ENUNCIADO 1: Cite, do trecho sobre o Mercosul, tudo o que vai de "Hoje, o bloco" até "setores industriais internos.", sem alterar nada.
ENUNCIADO 2: Diga se cada afirmação concorda com o trecho sobre o Mercosul, respondendo sim ou não e citando as palavras do trecho que decidem: (a) O Brasil apoia o pedido do Uruguai de negociar com outros países e blocos sem exigência de consenso. (b) Rossi respondeu que o Brasil pretendia transformar o Mercosul numa zona de livre comércio. (c) A resistência a modificar a tarifa externa vem somente da Argentina.

#### TRECHO PARA LEITURA ####

O governo Fernández não quer estabelecer data para um segundo ajuste da TEC, se opondo enfaticamente ao objetivo do Brasil de fazê-lo no final de 2021. O pedido do Uruguai de poder negociar com outros países e blocos sem exigência de consenso é respaldado pelo Brasil, e taxativamente rechaçado por Argentina e Paraguai.
Na reunião de chanceleres desta quarta-feira, o ministro França fez um discurso moderado, defendendo a necessidade de continuar tentando alcançar acordos dentro do bloco. Mas a posição do ministro da Economia é a de que o tempo para conversas dentro do Mercosul se esgotou e o Brasil precisa das reformas para avançar em seu plano de abertura da economia.
Hoje, o bloco é visto pela equipe econômica como uma camisa de força, que isola o Brasil e deixa o país de fora das grandes cadeias de produção globais. Numa reunião de negociadores na última terça-feira, um ministro do governo argentino perguntou a João Rossi, Secretário Especial de Comércio Exterior e Assuntos Internacionais, se o Brasil pretendia transformar o Mercosul, uma União Alfandegária imperfeita (por todas as exceções e perforações à TEC) numa zona de livre comércio (sistema no qual não existe TEC). Segundo fontes argentinas, Rossi não respondeu.
Guedes também considera a reforma da TEC essencial como parte do plano de governo de combate à inflação, segundo comentaram fontes do setor empresarial que se reuniram recentemente com o ministro. A resistência a modificar a tarifa externa não é apenas da Argentina, mas também de setores industriais internos.
Em nota conjunta divulgada nesta quarta-feira, os representantes de indústrias dos quatro países do Mercosul pediram que os governos do bloco adotem ações para promover o desenvolvimento econômico e social da região. Sem mencionar diretamente a redução das tarifas de importação e a possibilidade de negociação de acordos em separado dos demais sócios do bloco, os industriais reafirmaram sua preocupação com decisões que podem ter grande impacto negativo sobre o setor produtivo.

#### DADOS FORNECIDOS ####

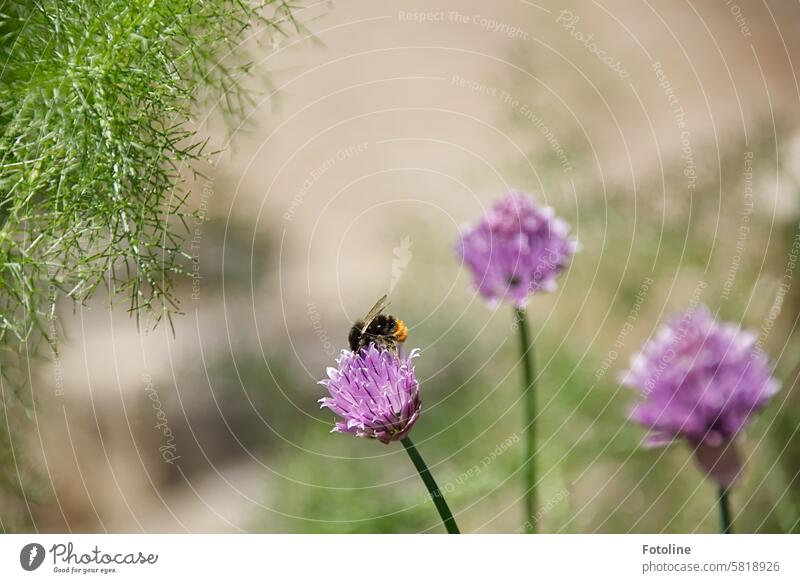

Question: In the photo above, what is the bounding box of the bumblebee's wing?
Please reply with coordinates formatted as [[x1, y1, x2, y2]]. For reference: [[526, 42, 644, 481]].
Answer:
[[361, 294, 389, 334]]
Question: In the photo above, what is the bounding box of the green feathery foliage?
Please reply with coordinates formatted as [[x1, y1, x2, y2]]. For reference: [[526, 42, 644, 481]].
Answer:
[[0, 0, 304, 531], [0, 0, 295, 348]]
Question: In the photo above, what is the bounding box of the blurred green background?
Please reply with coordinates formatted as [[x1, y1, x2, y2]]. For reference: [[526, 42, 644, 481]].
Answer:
[[0, 1, 800, 533]]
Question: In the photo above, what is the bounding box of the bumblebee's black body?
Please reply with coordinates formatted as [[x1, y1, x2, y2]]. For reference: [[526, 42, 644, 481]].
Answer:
[[347, 314, 397, 350], [347, 296, 408, 355]]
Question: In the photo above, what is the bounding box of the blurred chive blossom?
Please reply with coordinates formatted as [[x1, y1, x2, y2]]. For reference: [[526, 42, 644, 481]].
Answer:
[[456, 192, 579, 308], [621, 306, 779, 488], [319, 344, 421, 443]]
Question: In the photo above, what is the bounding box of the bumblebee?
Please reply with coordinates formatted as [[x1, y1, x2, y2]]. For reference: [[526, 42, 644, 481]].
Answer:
[[347, 296, 408, 356]]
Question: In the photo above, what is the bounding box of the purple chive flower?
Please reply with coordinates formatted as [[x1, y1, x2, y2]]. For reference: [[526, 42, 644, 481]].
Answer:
[[319, 344, 420, 443], [622, 306, 779, 487], [456, 192, 578, 308]]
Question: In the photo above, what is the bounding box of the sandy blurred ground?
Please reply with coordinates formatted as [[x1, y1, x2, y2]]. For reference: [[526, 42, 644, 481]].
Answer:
[[15, 1, 800, 532]]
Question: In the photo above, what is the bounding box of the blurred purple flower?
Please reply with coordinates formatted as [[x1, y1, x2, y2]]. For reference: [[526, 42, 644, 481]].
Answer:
[[621, 306, 779, 487], [319, 344, 420, 443], [456, 192, 578, 308]]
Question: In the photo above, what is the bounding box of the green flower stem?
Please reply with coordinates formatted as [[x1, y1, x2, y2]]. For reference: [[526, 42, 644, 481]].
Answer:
[[516, 308, 536, 534], [400, 437, 460, 534], [717, 486, 733, 534]]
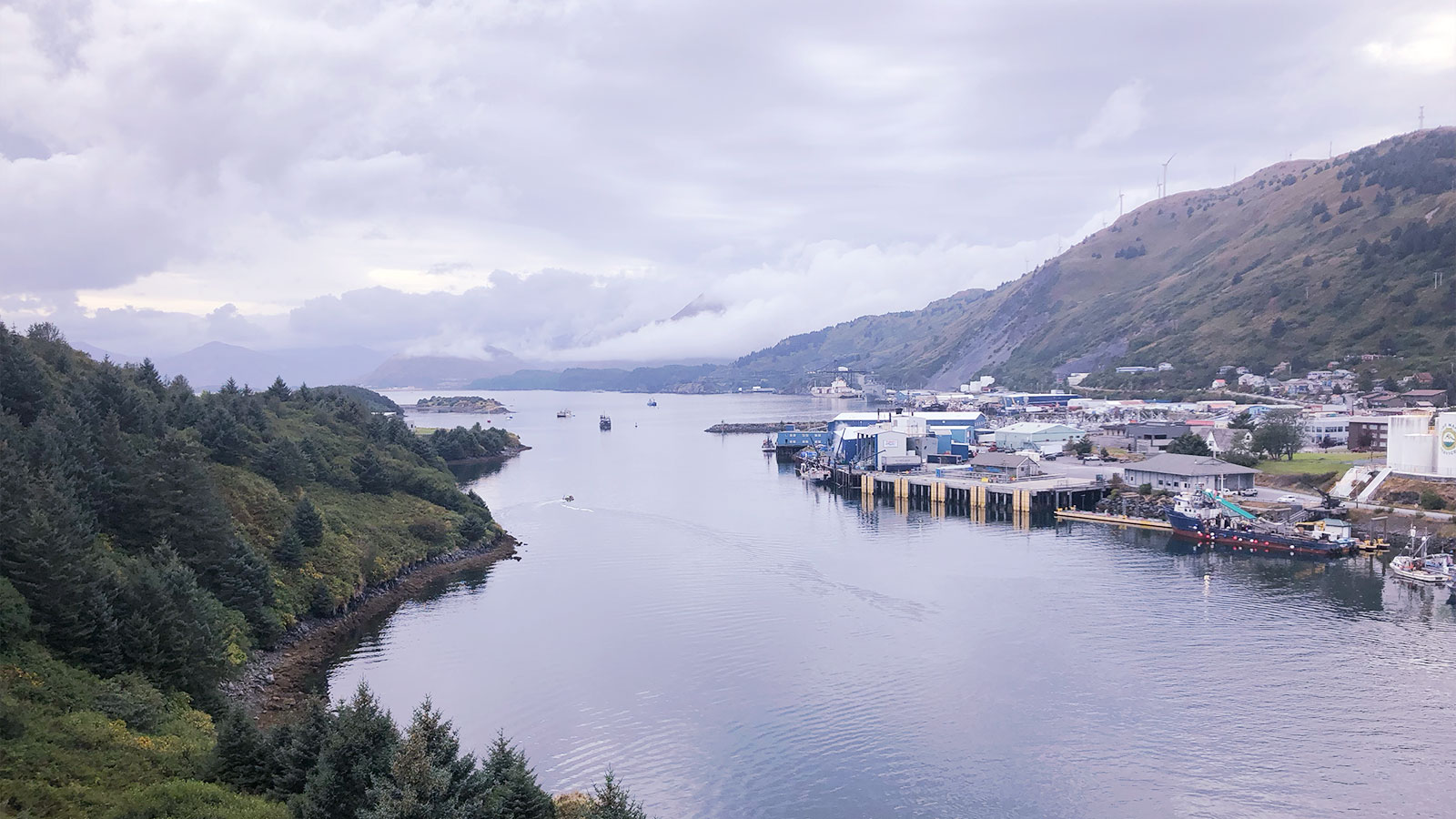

####

RESPOSTA FINAL 1:
Hoje, o bloco é visto pela equipe econômica como uma camisa de força, que isola o Brasil e deixa o país de fora das grandes cadeias de produção globais. Numa reunião de negociadores na última terça-feira, um ministro do governo argentino perguntou a João Rossi, Secretário Especial de Comércio Exterior e Assuntos Internacionais, se o Brasil pretendia transformar o Mercosul, uma União Alfandegária imperfeita (por todas as exceções e perforações à TEC) numa zona de livre comércio (sistema no qual não existe TEC). Segundo fontes argentinas, Rossi não respondeu.
Guedes também considera a reforma da TEC essencial como parte do plano de governo de combate à inflação, segundo comentaram fontes do setor empresarial que se reuniram recentemente com o ministro. A resistência a modificar a tarifa externa não é apenas da Argentina, mas também de setores industriais internos.

RESPOSTA FINAL 2:
(a) Sim: "é respaldado pelo Brasil".
(b) Não: "Segundo fontes argentinas, Rossi não respondeu."
(c) Não: "não é apenas da Argentina, mas também de setores industriais internos".